▶ _REQUIREMENTS_:
Reproduce the data from the line with "Note: annotate every instance of the green" up to and including the line with "[1194, 435]", keeping every line as it is except that each x and y value in the answer coordinates is increased by 106.

▶ _DATA SECTION_:
::::::

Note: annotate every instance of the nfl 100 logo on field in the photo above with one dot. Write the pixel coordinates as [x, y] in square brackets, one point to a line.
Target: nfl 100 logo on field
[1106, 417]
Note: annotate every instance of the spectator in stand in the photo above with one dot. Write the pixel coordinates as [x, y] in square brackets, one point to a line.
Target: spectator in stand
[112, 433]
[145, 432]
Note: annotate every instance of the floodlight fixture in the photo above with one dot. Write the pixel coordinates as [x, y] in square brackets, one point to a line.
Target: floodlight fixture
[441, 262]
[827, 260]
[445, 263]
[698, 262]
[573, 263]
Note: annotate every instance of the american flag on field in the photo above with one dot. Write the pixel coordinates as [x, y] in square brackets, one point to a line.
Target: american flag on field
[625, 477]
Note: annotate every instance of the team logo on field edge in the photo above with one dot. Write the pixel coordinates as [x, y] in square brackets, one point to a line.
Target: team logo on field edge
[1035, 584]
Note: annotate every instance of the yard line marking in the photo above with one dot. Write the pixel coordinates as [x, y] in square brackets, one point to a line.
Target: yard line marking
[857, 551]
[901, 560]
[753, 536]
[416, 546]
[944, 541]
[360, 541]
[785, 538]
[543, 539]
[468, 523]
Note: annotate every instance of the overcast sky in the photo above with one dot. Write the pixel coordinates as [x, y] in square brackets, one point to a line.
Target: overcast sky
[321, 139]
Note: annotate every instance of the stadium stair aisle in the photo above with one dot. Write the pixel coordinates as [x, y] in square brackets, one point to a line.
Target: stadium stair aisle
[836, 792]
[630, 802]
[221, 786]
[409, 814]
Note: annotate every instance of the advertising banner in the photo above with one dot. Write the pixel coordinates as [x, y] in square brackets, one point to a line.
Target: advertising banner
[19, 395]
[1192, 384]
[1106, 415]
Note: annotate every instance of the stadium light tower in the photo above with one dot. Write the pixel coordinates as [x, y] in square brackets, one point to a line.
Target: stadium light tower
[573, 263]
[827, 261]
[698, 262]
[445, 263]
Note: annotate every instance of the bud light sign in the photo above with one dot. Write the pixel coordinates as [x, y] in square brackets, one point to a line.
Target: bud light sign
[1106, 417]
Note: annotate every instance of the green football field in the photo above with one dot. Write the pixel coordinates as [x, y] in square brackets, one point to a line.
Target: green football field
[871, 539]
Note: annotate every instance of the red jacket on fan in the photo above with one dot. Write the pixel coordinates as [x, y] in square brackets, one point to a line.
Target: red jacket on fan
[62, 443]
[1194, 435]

::::::

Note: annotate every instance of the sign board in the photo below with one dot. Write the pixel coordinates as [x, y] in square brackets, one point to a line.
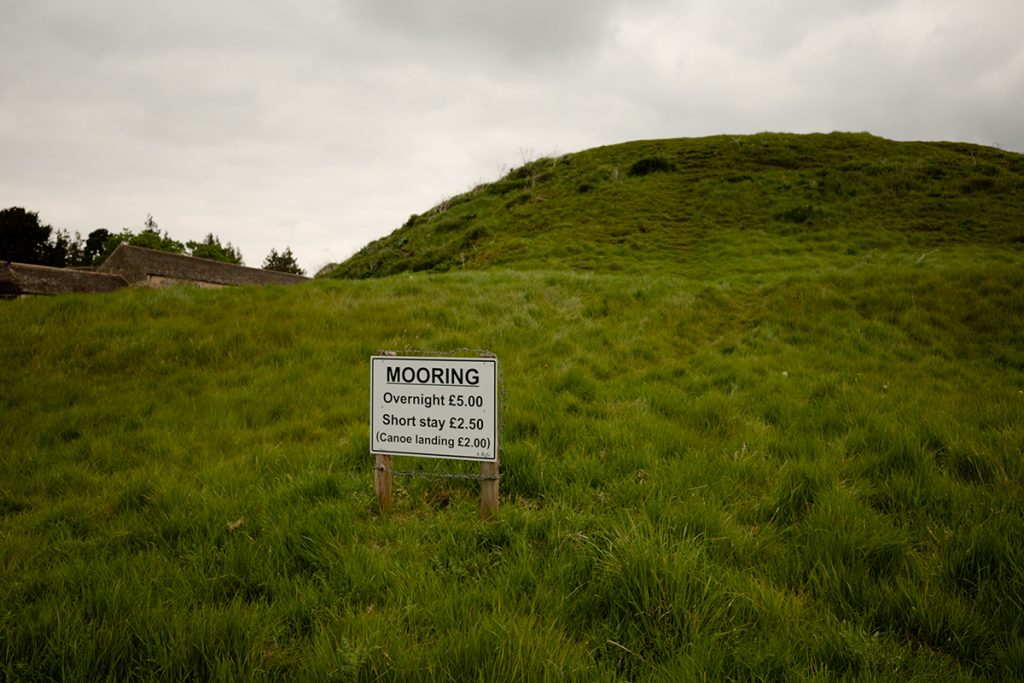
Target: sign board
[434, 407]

::::::

▶ _ANSWER TO THE EXERCISE_:
Note: annotate every instance of the green football field in the photo above with one dot. Write the pixel coordinates as [x, y] in square brackets, one point to a line.
Target: green football field
[977, 645]
Note: annotate every instance of the red jacket on fan in the photo above with one dot. Write the pixel coordinates as [x, y] in square brackets, one point to a line.
Target: red jacket on fan
[168, 549]
[1300, 541]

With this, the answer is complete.